• **About this exercise**
Return each line of the records that contains the word "prompts". Letter case must match.

Dataset items
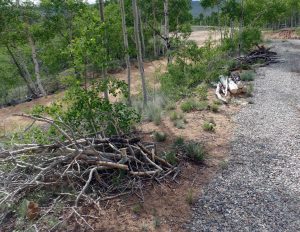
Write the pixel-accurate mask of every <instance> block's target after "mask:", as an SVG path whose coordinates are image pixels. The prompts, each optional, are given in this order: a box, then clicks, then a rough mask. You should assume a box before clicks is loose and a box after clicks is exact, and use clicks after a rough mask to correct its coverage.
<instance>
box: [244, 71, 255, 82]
mask: <svg viewBox="0 0 300 232" xmlns="http://www.w3.org/2000/svg"><path fill="white" fill-rule="evenodd" d="M254 76H255V73H254V72H253V71H245V72H242V73H241V80H242V81H254Z"/></svg>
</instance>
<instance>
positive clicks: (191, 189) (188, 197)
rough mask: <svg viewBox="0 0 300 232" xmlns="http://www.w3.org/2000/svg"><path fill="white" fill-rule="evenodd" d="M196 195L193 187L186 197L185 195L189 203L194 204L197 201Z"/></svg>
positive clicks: (189, 203) (187, 201) (191, 204)
mask: <svg viewBox="0 0 300 232" xmlns="http://www.w3.org/2000/svg"><path fill="white" fill-rule="evenodd" d="M195 200H196V199H195V196H194V192H193V189H191V188H190V189H188V191H187V194H186V197H185V201H186V203H188V204H189V205H193V204H194V203H195Z"/></svg>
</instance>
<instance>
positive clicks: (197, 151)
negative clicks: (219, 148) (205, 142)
mask: <svg viewBox="0 0 300 232" xmlns="http://www.w3.org/2000/svg"><path fill="white" fill-rule="evenodd" d="M184 150H185V153H186V156H187V157H188V158H189V159H191V160H192V161H194V162H197V163H202V162H203V161H204V158H205V155H206V153H205V149H204V146H203V145H202V144H200V143H196V142H189V143H186V144H185V145H184Z"/></svg>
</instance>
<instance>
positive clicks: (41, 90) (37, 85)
mask: <svg viewBox="0 0 300 232" xmlns="http://www.w3.org/2000/svg"><path fill="white" fill-rule="evenodd" d="M28 41H29V45H30V47H31V56H32V60H33V63H34V72H35V78H36V83H37V86H38V88H39V90H40V92H41V94H42V95H43V96H47V93H46V91H45V89H44V87H43V85H42V82H41V72H40V65H39V62H38V59H37V53H36V47H35V43H34V41H33V39H32V37H31V35H30V33H29V32H28Z"/></svg>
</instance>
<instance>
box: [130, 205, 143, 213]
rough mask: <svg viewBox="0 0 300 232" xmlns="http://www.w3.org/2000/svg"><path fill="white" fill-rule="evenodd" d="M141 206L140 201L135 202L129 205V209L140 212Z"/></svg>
mask: <svg viewBox="0 0 300 232" xmlns="http://www.w3.org/2000/svg"><path fill="white" fill-rule="evenodd" d="M142 208H143V206H142V205H141V203H137V204H134V205H133V206H132V207H131V210H132V212H133V213H134V214H140V213H141V211H142Z"/></svg>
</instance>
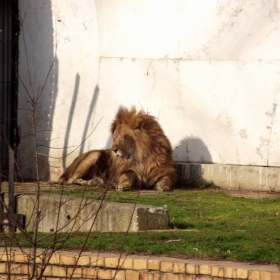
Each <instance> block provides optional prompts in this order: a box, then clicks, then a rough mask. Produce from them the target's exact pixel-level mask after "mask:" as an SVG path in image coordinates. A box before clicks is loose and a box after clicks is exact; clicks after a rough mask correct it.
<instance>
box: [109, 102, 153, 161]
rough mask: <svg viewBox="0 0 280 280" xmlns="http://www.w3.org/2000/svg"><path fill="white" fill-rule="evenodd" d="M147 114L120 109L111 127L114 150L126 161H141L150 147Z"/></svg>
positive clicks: (149, 140)
mask: <svg viewBox="0 0 280 280" xmlns="http://www.w3.org/2000/svg"><path fill="white" fill-rule="evenodd" d="M147 119H148V118H147V114H145V113H143V112H142V111H140V112H138V113H137V112H136V109H135V108H134V107H133V108H132V109H131V110H127V109H120V110H119V112H118V114H117V115H116V118H115V120H114V121H113V123H112V125H111V133H112V137H113V145H112V150H114V151H115V153H116V154H117V155H118V156H120V157H122V158H123V159H125V160H130V161H141V160H143V156H144V155H145V154H146V153H145V150H146V151H147V150H148V149H149V146H150V137H149V136H148V134H147V131H146V130H145V127H146V122H147Z"/></svg>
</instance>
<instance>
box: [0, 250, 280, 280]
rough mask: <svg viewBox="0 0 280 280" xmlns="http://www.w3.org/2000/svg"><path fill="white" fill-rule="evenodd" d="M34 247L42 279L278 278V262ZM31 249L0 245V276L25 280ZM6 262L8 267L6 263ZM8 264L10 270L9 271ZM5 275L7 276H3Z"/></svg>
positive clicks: (59, 279)
mask: <svg viewBox="0 0 280 280" xmlns="http://www.w3.org/2000/svg"><path fill="white" fill-rule="evenodd" d="M46 252H47V251H46V250H44V249H37V251H36V256H37V258H36V264H37V268H38V269H40V264H42V263H43V258H44V257H46V256H48V257H49V260H48V262H47V263H48V264H47V267H46V269H45V270H44V273H43V276H44V277H46V278H43V279H56V280H60V279H84V280H86V279H115V280H150V279H154V280H155V279H158V280H159V279H161V280H169V279H178V280H179V279H180V280H198V279H199V280H231V279H232V280H233V279H234V280H236V279H248V280H279V279H280V271H279V267H278V266H277V265H258V264H249V263H241V262H229V261H209V260H208V261H204V260H194V259H183V258H169V257H161V256H143V255H127V254H125V253H114V254H112V253H106V252H80V251H57V252H55V253H54V254H52V255H49V253H50V251H49V252H48V254H46ZM31 254H32V250H31V249H30V248H21V249H20V248H7V250H5V248H0V279H8V278H7V275H9V276H13V277H14V278H12V279H27V278H26V277H27V273H28V271H30V268H31V263H32V261H31V260H32V258H30V256H31ZM7 264H9V265H10V266H8V265H7ZM9 267H10V270H9ZM5 277H6V278H5Z"/></svg>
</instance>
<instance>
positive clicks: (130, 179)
mask: <svg viewBox="0 0 280 280" xmlns="http://www.w3.org/2000/svg"><path fill="white" fill-rule="evenodd" d="M135 182H136V175H135V173H134V172H133V171H129V172H126V173H124V174H122V175H121V176H120V178H119V180H118V184H117V185H116V187H115V188H116V190H117V191H128V190H130V189H131V187H132V186H133V184H134V183H135Z"/></svg>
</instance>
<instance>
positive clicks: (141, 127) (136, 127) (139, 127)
mask: <svg viewBox="0 0 280 280" xmlns="http://www.w3.org/2000/svg"><path fill="white" fill-rule="evenodd" d="M143 127H144V122H143V121H140V122H138V123H137V124H136V125H135V127H134V129H135V130H140V129H142V128H143Z"/></svg>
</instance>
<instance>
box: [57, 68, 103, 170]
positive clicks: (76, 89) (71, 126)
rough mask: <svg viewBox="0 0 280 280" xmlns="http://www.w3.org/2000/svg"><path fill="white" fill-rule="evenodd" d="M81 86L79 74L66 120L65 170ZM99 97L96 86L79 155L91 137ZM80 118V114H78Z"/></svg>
mask: <svg viewBox="0 0 280 280" xmlns="http://www.w3.org/2000/svg"><path fill="white" fill-rule="evenodd" d="M79 85H80V75H79V74H78V73H77V75H76V82H75V87H74V93H73V97H72V102H71V108H70V111H69V115H68V117H67V118H66V119H67V126H66V133H65V138H64V145H63V147H64V150H63V157H62V159H63V168H66V156H67V155H68V154H69V153H68V152H67V150H68V148H69V147H68V144H69V136H70V132H71V130H72V129H75V128H74V127H72V116H74V115H75V109H76V105H77V98H78V93H79ZM98 95H99V87H98V85H96V86H95V88H94V92H93V96H92V99H91V104H90V107H89V111H88V114H87V119H86V122H85V124H83V125H84V131H83V134H82V139H81V144H80V146H79V148H80V151H79V154H82V153H84V152H86V151H85V141H86V139H87V137H88V136H89V134H90V132H89V127H90V121H91V119H92V117H93V113H94V109H95V106H96V103H97V100H98ZM76 115H77V116H78V114H76ZM76 149H77V148H75V149H71V152H70V153H72V152H73V151H75V150H76Z"/></svg>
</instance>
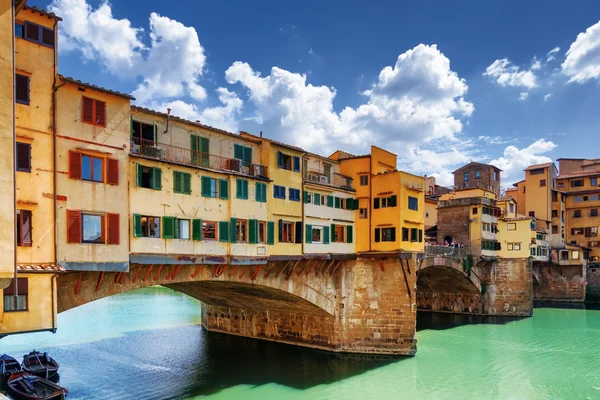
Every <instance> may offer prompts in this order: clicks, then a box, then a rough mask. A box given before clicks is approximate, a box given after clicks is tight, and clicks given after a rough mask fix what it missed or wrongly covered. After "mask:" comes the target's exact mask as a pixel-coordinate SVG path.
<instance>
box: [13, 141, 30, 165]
mask: <svg viewBox="0 0 600 400" xmlns="http://www.w3.org/2000/svg"><path fill="white" fill-rule="evenodd" d="M16 164H17V171H21V172H31V145H30V144H29V143H21V142H17V162H16Z"/></svg>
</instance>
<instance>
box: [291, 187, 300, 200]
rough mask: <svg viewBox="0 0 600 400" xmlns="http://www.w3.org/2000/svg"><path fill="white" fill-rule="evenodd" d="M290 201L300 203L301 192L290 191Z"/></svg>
mask: <svg viewBox="0 0 600 400" xmlns="http://www.w3.org/2000/svg"><path fill="white" fill-rule="evenodd" d="M289 194H290V200H291V201H300V190H299V189H292V188H290V189H289Z"/></svg>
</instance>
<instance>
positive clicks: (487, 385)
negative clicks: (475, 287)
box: [0, 287, 600, 400]
mask: <svg viewBox="0 0 600 400" xmlns="http://www.w3.org/2000/svg"><path fill="white" fill-rule="evenodd" d="M477 322H479V323H477ZM481 322H485V323H481ZM198 324H199V303H198V302H197V301H196V300H194V299H191V298H189V297H186V296H184V295H181V294H178V293H176V292H173V291H171V290H169V289H165V288H158V287H157V288H150V289H141V290H138V291H134V292H130V293H126V294H122V295H117V296H113V297H110V298H107V299H103V300H99V301H97V302H94V303H90V304H88V305H85V306H82V307H79V308H77V309H74V310H70V311H67V312H65V313H63V314H60V316H59V332H58V333H57V334H55V335H52V334H49V333H38V334H29V335H21V336H12V337H7V338H4V339H2V340H0V353H9V354H11V355H13V356H15V357H17V358H20V357H21V356H22V354H24V353H25V352H26V351H29V350H31V349H32V348H35V349H38V350H45V351H48V352H49V353H50V354H51V355H53V356H54V357H55V358H56V359H57V360H58V361H59V362H60V363H61V370H60V372H61V374H60V375H61V378H60V382H61V384H62V385H64V386H66V387H68V388H69V392H70V394H69V396H68V399H72V400H77V399H85V400H91V399H119V400H127V399H196V398H205V397H209V398H211V399H227V400H230V399H260V400H272V399H299V400H300V399H302V400H304V399H311V400H312V399H449V400H452V399H458V400H463V399H528V400H534V399H546V400H548V399H600V347H599V345H598V341H599V340H600V311H598V310H584V309H560V308H536V309H535V312H534V317H533V318H526V319H520V320H506V319H493V320H492V319H487V320H477V319H472V318H471V319H469V318H467V317H463V316H451V315H440V314H423V315H419V319H418V332H417V339H418V352H417V355H416V356H415V357H412V358H402V359H382V358H365V357H355V356H341V355H336V354H330V353H327V352H321V351H314V350H309V349H302V348H297V347H293V346H287V345H280V344H276V343H266V342H262V341H257V340H251V339H246V338H239V337H230V336H227V335H221V334H214V333H209V332H206V331H204V330H203V329H202V328H201V327H200V326H199V325H198Z"/></svg>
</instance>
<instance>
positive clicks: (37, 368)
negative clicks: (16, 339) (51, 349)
mask: <svg viewBox="0 0 600 400" xmlns="http://www.w3.org/2000/svg"><path fill="white" fill-rule="evenodd" d="M22 367H23V371H25V372H28V373H30V374H33V375H36V376H39V377H40V378H46V379H49V378H52V377H53V376H55V375H56V374H57V372H58V367H59V365H58V363H57V362H56V360H54V359H53V358H52V357H50V356H49V355H48V353H40V352H39V351H35V350H34V351H32V352H31V353H29V354H25V355H24V356H23V365H22Z"/></svg>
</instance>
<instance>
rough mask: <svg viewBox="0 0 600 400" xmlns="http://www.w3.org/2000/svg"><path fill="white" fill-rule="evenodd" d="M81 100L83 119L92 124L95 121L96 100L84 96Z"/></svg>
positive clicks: (81, 118) (81, 112) (88, 97)
mask: <svg viewBox="0 0 600 400" xmlns="http://www.w3.org/2000/svg"><path fill="white" fill-rule="evenodd" d="M82 99H83V100H82V102H81V120H82V121H83V122H88V123H90V124H93V123H94V100H92V99H90V98H89V97H83V98H82Z"/></svg>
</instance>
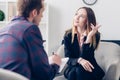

• **Your response**
Write the pixel-accurate mask of every <instance> block's target after "mask:", as an SVG path whose coordinates are image pixels. The prompts, each optional, are given in this order: a box, then clicks, then a rough mask. You should assume a box before clicks is loose and a box after clicks is exact, and use clicks after a rough mask to correct its coverage.
Each <instance> block provides optional prompts in this order: a box, then clicks, then a rough mask. Produce from them the target's exact pixel-level mask after "mask:" as an SVG path in image coordinates. A box before clicks is loose and a box after clicks is exact; clicks after a rough mask correct it.
Every <instance> may offer prompts in this order: clicks, then a box, then a rough mask. A box given before clicks is approximate, a box given after clicks is tight, and clicks given after a rough mask fix what it missed or wrongly covered. After "mask:" comes the target's exact mask as a pixel-coordinate SVG path.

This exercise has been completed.